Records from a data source
++++++

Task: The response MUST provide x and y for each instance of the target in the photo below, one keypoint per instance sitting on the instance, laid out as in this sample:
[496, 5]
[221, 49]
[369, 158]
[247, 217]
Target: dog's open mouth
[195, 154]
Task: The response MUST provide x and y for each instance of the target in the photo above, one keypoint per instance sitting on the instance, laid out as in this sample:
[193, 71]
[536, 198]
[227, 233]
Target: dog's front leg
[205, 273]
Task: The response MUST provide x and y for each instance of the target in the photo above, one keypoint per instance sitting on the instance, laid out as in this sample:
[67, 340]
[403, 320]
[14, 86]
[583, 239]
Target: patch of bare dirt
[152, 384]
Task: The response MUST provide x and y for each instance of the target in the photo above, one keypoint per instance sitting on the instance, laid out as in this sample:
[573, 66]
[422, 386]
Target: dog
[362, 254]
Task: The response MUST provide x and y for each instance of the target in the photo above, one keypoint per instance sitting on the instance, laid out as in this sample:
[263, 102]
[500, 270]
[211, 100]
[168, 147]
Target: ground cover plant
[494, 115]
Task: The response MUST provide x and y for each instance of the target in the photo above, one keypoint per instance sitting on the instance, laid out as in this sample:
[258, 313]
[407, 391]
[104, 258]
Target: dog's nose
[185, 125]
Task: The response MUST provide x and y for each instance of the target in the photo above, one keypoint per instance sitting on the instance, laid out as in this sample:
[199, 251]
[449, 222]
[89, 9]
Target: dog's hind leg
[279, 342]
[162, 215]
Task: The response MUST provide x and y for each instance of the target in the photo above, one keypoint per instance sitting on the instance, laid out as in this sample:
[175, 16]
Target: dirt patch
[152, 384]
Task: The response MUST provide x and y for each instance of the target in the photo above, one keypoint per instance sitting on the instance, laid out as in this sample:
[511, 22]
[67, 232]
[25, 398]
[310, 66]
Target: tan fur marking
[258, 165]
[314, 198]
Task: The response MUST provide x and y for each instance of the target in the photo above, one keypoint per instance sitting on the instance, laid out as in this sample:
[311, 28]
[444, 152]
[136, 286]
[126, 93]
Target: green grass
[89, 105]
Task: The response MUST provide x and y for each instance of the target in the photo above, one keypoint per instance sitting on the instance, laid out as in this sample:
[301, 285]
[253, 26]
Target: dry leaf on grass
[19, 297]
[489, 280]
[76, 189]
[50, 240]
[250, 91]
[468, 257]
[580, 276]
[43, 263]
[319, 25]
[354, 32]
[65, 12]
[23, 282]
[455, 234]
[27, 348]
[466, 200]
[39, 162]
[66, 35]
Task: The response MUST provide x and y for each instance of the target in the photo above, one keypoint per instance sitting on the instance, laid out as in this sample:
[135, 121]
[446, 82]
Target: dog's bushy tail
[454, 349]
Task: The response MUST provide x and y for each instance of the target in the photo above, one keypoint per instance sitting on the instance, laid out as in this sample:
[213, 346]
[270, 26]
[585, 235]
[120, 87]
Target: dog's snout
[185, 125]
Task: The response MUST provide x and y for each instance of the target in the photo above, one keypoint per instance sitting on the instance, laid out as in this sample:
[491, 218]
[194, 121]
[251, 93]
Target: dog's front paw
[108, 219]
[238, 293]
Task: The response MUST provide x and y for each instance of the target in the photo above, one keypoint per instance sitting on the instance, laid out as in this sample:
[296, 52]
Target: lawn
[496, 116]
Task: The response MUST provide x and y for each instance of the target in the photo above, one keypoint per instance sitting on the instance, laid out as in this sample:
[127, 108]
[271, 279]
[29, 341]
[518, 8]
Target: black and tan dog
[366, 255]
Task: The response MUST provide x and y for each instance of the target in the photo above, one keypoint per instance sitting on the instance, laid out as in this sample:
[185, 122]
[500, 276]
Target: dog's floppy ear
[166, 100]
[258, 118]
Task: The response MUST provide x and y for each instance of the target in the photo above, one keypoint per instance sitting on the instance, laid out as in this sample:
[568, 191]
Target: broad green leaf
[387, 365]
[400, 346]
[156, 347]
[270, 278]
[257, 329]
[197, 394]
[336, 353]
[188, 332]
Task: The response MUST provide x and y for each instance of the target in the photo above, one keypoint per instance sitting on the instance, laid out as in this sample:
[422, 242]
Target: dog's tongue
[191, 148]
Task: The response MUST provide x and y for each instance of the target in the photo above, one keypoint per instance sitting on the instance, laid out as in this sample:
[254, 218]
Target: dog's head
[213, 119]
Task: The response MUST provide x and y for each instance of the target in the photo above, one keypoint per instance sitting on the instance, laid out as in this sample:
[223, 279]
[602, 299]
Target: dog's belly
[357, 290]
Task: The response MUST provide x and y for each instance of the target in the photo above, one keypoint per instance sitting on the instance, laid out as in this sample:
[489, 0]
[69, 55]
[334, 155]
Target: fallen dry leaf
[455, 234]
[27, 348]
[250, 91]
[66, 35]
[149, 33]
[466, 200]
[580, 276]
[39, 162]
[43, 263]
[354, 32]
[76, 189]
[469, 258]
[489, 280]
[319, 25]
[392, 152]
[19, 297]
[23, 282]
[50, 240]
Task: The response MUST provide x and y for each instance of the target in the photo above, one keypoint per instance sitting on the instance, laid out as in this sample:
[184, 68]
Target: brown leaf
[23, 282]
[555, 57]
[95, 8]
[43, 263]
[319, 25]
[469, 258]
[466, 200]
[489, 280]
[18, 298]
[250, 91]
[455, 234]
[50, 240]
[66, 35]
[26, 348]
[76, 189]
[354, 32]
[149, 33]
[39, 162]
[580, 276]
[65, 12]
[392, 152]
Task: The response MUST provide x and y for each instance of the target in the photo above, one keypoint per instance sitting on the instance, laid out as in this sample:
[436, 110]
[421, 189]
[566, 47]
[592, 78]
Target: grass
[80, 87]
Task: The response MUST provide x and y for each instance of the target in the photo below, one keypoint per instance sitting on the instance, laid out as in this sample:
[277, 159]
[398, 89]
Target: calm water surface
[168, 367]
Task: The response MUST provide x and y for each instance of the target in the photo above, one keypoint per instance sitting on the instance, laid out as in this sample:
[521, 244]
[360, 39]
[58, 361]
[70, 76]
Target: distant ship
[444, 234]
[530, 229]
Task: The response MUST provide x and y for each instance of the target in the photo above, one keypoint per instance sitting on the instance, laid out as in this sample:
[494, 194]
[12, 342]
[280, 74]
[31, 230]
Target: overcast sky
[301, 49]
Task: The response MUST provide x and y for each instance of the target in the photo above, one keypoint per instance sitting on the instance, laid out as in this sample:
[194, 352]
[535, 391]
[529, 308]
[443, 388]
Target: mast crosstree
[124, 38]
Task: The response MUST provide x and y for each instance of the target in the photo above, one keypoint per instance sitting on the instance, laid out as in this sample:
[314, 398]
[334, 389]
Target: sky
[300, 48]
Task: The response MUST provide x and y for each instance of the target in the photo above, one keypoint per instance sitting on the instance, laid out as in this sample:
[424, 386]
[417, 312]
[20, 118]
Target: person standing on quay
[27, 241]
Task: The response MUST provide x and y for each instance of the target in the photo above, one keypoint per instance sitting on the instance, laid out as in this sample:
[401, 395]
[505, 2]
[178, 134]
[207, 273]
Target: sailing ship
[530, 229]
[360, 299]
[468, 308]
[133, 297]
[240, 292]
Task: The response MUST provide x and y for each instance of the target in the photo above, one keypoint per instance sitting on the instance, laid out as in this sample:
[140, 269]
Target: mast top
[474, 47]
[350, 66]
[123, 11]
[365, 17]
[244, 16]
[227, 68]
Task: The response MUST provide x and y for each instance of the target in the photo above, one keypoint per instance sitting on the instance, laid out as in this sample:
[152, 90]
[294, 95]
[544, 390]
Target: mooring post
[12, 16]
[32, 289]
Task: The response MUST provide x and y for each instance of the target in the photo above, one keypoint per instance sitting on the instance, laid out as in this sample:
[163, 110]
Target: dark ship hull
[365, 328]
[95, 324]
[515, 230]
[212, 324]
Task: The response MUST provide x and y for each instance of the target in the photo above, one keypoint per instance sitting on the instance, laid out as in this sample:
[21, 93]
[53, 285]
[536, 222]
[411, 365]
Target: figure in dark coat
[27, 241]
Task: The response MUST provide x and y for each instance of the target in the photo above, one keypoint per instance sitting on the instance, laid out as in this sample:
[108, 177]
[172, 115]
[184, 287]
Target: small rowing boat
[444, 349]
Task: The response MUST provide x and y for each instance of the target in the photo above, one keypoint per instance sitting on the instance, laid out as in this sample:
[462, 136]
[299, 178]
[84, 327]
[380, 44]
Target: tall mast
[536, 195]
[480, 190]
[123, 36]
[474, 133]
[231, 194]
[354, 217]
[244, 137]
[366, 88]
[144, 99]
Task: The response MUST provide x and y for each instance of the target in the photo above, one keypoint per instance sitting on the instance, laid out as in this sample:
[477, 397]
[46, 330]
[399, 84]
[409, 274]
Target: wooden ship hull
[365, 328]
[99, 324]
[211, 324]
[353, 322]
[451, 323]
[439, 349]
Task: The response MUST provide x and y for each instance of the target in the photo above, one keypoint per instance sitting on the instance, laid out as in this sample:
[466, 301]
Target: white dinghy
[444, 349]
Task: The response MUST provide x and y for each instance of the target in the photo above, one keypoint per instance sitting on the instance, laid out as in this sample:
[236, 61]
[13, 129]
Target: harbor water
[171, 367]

++++++

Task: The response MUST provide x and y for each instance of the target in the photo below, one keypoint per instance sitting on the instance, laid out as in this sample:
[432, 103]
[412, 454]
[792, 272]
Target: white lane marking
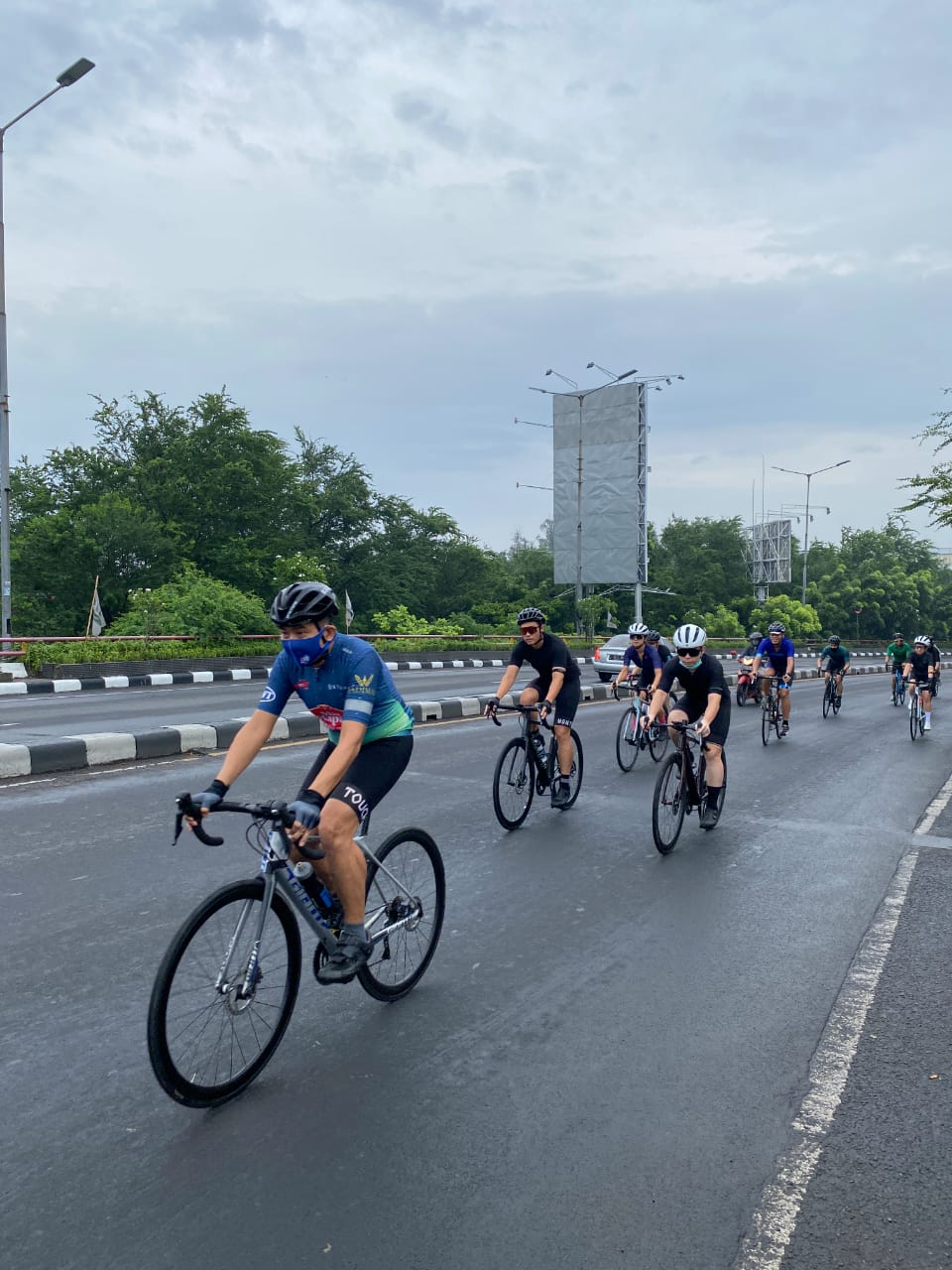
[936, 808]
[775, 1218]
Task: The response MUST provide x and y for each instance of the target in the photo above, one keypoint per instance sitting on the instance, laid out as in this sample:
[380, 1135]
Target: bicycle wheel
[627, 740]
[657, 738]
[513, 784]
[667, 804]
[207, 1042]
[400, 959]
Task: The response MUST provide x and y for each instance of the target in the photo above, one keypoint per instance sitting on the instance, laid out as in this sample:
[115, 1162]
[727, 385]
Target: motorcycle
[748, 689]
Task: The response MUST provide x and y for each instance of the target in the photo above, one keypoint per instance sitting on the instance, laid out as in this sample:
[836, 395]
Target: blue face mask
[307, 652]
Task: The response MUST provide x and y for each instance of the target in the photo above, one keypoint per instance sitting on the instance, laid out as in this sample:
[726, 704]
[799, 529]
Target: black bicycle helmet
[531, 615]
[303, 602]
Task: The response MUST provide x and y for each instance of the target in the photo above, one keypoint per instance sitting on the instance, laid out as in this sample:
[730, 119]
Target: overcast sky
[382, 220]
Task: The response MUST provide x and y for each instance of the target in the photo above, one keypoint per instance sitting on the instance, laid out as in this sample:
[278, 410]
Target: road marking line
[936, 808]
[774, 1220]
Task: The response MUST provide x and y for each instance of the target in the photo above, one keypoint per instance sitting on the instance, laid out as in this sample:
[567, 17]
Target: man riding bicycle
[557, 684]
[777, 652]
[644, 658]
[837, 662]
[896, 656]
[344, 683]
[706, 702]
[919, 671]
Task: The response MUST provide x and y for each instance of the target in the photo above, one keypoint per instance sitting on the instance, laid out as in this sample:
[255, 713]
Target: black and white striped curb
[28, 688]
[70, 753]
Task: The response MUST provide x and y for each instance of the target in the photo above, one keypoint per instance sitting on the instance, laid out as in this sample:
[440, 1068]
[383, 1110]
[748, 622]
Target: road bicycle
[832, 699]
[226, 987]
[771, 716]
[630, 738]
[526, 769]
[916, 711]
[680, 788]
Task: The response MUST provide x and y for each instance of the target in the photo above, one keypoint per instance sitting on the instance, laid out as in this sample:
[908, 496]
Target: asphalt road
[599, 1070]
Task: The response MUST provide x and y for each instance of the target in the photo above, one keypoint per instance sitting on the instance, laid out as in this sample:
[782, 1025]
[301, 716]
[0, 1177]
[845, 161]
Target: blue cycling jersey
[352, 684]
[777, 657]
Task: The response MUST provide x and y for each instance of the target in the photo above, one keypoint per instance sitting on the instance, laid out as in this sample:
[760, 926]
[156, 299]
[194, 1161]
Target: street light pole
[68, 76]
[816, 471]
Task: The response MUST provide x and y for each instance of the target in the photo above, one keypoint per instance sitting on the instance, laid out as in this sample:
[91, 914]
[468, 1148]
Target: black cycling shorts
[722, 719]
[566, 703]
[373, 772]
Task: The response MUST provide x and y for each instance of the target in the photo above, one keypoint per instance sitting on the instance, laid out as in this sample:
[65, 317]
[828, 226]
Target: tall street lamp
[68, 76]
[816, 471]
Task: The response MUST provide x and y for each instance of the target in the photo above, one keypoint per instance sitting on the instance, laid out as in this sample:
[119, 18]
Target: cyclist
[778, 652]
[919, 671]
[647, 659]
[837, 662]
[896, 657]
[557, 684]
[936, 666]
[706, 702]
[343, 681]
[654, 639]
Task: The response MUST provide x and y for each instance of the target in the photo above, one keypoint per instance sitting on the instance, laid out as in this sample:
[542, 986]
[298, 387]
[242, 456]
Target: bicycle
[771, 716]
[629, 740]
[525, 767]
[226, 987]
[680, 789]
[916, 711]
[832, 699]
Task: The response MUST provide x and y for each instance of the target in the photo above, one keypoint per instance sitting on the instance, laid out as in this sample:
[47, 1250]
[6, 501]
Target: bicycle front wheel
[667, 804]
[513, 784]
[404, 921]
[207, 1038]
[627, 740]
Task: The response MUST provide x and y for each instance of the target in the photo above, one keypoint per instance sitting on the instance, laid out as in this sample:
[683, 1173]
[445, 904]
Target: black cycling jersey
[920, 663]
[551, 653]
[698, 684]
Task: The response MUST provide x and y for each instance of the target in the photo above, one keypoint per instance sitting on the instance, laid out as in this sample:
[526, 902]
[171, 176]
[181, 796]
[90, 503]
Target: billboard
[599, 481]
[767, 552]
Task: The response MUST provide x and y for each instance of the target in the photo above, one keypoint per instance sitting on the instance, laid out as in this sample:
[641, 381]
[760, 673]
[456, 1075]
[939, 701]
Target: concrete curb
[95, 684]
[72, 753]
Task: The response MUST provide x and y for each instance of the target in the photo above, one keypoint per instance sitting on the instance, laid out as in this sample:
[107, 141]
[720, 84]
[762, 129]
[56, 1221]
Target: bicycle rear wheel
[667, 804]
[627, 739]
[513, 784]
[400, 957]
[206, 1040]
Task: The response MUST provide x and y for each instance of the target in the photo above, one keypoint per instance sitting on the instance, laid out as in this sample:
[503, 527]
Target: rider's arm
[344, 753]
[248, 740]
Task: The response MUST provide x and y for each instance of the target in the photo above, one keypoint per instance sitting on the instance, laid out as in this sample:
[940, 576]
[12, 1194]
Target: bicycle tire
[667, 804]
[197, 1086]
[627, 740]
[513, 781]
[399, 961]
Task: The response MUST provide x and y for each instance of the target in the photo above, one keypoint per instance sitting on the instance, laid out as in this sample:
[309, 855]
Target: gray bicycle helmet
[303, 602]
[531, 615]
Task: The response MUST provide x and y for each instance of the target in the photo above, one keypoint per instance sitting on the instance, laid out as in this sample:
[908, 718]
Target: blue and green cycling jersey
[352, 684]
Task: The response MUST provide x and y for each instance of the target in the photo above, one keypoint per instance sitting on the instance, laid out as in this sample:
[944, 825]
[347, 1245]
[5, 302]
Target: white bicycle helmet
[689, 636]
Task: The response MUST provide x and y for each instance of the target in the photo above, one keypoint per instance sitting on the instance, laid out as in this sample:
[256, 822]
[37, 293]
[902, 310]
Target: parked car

++++++

All that belongs in your answer is the stretch of entries above from the line with "Target: asphalt road" through the line with "[194, 1161]", printed exactly.

▶ _Solution for this exercise_:
Target: asphalt road
[599, 1070]
Task: The response MUST provide x and y for each instance of the target in the photo above, one keypoint per instance sitting on the instance, laid out as in this sample:
[782, 1025]
[301, 716]
[0, 1177]
[845, 161]
Target: blue cycling jersey
[352, 684]
[777, 657]
Task: The response MUST provide x and y for each instance of the target in the photo above, one keypoint per instance sitting on the instance, laid out as in this sample:
[760, 926]
[156, 299]
[194, 1161]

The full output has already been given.